- [Task input]:

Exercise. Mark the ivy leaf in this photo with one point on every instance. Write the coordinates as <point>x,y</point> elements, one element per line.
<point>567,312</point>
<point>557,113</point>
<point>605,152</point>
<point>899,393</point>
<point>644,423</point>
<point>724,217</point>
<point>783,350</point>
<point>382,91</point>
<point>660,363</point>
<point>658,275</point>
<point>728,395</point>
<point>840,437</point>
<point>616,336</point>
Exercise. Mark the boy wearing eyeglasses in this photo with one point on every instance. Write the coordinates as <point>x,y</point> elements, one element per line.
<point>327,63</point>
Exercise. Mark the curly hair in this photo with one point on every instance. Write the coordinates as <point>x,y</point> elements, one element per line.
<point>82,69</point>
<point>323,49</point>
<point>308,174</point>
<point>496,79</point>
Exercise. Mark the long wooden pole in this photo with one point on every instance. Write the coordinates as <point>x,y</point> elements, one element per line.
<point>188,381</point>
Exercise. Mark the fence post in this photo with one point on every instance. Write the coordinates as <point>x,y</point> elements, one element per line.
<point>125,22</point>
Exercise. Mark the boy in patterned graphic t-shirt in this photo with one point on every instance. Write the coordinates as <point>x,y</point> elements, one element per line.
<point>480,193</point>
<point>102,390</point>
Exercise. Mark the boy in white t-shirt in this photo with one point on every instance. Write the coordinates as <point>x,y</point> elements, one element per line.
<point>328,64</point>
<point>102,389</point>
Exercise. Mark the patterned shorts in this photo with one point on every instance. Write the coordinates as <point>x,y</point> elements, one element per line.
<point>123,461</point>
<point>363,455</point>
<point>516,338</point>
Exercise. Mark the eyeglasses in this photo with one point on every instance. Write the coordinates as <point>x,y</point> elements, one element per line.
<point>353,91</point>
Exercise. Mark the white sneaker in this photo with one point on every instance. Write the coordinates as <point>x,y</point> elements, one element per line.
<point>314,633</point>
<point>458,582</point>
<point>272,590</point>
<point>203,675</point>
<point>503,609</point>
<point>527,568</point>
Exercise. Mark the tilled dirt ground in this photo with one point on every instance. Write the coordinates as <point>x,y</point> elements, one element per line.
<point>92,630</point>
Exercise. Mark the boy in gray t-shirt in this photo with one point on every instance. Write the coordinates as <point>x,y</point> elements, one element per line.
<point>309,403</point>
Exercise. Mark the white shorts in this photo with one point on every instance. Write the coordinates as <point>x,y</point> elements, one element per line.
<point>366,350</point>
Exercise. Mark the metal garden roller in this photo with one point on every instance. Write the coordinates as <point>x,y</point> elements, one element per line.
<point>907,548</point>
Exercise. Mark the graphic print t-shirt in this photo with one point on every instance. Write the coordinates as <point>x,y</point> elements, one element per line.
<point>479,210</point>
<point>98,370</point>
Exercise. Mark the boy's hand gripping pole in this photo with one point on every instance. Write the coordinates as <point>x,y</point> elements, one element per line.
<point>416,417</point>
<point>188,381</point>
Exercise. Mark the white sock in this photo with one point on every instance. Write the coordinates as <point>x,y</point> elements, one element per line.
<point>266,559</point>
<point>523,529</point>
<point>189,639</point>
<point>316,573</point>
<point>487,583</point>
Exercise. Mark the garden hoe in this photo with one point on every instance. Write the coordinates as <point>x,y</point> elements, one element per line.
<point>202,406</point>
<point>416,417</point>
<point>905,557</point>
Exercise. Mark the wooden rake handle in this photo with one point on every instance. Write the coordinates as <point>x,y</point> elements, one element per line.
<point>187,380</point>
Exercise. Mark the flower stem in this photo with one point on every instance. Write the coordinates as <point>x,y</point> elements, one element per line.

--

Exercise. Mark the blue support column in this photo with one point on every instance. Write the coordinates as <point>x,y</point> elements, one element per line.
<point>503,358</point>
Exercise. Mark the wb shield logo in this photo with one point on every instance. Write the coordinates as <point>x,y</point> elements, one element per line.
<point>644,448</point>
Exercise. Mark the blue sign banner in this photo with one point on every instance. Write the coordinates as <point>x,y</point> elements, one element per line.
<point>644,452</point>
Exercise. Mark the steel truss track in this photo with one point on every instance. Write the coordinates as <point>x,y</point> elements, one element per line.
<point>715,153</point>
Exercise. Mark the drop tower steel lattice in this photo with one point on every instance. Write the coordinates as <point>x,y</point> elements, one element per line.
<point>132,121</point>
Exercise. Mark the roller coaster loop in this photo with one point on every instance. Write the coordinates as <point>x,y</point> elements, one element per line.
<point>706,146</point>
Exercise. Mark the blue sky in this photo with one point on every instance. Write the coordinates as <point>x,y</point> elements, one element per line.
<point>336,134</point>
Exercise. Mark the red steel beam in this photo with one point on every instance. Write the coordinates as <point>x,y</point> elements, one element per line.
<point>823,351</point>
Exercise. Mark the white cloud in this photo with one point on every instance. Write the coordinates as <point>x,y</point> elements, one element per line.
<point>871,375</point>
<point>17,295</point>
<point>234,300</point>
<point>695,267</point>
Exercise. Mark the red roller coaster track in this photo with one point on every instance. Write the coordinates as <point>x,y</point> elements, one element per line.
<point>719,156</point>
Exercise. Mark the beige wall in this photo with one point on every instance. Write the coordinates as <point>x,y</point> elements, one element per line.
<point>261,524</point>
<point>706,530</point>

* * *

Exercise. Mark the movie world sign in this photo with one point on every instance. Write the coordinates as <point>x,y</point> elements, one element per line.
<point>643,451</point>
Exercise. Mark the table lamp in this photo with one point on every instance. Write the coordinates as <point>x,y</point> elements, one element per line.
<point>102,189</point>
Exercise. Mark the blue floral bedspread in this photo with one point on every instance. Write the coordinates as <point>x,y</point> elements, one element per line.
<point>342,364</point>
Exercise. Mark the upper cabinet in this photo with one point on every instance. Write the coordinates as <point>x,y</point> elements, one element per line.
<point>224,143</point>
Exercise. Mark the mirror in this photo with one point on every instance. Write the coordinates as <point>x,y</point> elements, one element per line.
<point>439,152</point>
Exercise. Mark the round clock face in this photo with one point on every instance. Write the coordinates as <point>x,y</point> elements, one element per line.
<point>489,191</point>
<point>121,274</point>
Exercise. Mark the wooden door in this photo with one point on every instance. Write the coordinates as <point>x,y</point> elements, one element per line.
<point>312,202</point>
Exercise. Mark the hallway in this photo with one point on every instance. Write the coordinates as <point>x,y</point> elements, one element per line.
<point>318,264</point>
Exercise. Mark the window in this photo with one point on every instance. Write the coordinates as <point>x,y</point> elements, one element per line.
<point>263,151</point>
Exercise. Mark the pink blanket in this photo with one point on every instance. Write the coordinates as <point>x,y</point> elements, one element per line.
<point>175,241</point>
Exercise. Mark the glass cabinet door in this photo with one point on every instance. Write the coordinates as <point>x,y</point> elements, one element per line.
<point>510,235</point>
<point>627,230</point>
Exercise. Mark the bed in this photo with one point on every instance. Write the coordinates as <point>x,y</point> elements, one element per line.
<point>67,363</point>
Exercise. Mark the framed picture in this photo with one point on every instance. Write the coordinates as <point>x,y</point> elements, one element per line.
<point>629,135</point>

- [Exercise prompt]:
Repeat, character for character, the lines of the material above from the line with "Exercise. Mark the white sock" through the line with "Exercise. Mark the flower".

- [Solution for this task]:
Exercise. Mark the white sock in this photo with one point on every instance. Write the coordinates as <point>x,y</point> elements, one element per line.
<point>266,559</point>
<point>523,529</point>
<point>189,639</point>
<point>316,573</point>
<point>487,583</point>
Exercise. Mark the garden hoe in this photo with one point on every instance. Write the coordinates as <point>x,y</point> elements, one element per line.
<point>202,406</point>
<point>416,417</point>
<point>905,557</point>
Exercise. Mark the wooden rake handle in this photo with one point on every instance. Write the coordinates as <point>x,y</point> elements, one element per line.
<point>187,380</point>
Exercise. Mark the flower stem in this photo with one point on every instance. Write the coordinates as <point>x,y</point> elements, one element per line.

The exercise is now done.